What to produce: Replace "instance" with "occurrence" in the lines from the one containing "Category: white painted hull" through the end of the items, inclusive. Leave everything else in those lines unchanged.

Given data:
#####

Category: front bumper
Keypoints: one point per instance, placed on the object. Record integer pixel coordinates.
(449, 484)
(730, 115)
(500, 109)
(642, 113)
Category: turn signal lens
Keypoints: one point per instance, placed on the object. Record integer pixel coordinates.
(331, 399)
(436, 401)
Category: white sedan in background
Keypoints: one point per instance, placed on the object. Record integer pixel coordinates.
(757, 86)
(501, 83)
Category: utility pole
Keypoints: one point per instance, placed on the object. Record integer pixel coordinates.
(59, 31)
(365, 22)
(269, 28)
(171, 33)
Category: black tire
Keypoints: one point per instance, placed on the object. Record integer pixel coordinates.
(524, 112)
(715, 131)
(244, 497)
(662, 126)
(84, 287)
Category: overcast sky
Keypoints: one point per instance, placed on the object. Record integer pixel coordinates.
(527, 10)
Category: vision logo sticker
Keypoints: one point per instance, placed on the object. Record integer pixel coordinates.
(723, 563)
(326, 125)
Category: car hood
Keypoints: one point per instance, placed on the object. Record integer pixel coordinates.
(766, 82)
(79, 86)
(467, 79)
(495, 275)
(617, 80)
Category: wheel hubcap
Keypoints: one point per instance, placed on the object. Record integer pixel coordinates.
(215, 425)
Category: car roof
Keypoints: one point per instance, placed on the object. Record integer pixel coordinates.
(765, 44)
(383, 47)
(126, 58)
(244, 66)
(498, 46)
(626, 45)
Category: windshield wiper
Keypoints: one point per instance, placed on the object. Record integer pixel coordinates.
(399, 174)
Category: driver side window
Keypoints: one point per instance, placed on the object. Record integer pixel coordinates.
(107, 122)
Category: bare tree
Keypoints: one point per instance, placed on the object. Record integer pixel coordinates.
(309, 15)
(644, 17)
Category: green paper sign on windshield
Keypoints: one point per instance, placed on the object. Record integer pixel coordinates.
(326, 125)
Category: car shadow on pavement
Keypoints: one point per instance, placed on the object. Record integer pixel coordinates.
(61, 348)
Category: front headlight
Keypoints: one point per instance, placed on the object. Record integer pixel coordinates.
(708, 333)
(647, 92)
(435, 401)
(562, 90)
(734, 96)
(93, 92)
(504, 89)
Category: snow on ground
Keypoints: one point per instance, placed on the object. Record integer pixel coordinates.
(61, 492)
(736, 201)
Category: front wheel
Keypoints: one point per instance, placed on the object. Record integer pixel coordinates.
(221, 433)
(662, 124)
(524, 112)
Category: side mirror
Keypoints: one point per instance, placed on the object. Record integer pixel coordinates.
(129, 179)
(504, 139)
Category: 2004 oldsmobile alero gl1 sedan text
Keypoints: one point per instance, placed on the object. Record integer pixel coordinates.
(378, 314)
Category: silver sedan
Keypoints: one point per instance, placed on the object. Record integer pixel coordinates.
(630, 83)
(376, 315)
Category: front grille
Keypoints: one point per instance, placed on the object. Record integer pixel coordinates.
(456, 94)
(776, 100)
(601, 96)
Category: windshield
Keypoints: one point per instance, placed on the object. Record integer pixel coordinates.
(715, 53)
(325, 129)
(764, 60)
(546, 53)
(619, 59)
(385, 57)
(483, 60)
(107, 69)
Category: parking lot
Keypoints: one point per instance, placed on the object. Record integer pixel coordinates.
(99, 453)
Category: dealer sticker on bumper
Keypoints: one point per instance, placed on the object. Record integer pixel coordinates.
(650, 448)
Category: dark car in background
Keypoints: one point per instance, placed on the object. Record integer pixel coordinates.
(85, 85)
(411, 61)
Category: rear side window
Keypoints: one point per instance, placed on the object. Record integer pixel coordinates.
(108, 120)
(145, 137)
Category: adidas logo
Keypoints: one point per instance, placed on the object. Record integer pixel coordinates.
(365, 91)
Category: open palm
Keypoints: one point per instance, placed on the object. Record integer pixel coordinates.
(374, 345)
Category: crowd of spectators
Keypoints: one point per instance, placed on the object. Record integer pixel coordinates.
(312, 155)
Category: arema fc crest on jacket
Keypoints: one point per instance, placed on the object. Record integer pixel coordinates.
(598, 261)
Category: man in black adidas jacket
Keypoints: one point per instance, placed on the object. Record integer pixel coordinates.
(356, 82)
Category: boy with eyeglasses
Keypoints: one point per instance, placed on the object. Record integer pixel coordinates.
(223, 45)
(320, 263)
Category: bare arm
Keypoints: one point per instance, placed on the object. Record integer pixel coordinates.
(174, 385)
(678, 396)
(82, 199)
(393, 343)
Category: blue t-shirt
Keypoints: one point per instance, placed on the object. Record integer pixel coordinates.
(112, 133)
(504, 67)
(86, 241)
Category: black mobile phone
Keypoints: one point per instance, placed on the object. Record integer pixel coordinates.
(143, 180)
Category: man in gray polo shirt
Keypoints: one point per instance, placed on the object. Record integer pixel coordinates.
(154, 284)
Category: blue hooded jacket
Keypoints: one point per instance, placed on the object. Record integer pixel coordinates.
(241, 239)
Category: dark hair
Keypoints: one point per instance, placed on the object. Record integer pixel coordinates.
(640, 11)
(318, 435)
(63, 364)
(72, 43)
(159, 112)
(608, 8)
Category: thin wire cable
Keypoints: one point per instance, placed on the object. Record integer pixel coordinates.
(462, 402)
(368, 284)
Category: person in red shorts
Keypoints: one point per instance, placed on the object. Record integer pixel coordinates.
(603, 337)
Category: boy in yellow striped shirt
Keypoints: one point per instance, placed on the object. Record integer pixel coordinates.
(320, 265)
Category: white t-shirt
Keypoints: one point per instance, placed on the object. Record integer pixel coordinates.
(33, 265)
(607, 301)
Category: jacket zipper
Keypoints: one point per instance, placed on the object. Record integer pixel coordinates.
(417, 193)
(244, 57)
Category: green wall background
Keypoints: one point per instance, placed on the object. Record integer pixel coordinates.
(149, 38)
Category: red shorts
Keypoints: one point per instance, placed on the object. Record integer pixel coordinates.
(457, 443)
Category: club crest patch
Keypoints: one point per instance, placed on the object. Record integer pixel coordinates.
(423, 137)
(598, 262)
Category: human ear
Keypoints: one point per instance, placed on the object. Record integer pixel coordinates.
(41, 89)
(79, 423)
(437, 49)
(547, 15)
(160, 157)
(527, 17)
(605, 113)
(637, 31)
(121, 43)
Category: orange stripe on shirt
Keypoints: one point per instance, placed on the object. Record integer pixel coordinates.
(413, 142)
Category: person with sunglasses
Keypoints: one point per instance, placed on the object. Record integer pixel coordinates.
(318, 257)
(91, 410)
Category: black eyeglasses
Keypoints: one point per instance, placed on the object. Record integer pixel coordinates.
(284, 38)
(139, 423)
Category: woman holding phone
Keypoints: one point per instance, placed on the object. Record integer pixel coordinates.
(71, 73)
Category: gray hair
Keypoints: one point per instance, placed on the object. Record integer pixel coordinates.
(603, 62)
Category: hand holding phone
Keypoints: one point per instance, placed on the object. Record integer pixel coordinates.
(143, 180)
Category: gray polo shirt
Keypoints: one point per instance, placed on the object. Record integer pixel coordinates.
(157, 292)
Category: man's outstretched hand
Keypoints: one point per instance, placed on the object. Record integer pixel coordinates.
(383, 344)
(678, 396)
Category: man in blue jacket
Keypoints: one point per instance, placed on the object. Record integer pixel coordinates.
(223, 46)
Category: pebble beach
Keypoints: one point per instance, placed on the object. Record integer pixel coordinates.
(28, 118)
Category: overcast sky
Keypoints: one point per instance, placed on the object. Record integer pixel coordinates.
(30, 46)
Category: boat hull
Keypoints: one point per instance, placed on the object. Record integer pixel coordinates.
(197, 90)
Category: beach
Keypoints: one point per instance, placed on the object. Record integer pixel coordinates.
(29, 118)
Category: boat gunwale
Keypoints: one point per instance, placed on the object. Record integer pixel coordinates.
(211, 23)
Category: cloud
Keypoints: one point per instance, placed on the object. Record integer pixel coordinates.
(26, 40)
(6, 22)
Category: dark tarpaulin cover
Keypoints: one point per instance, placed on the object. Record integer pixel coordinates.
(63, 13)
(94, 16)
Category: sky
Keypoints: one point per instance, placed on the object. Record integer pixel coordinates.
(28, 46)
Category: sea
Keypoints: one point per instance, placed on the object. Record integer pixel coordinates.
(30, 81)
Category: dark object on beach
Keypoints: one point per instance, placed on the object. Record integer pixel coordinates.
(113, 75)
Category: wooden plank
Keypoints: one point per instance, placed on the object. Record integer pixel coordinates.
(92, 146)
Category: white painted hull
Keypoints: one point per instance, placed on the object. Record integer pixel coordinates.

#####

Solution for this task:
Category: white painted hull
Keypoints: one point per occurrence, placed on the object. Record integer pixel coordinates.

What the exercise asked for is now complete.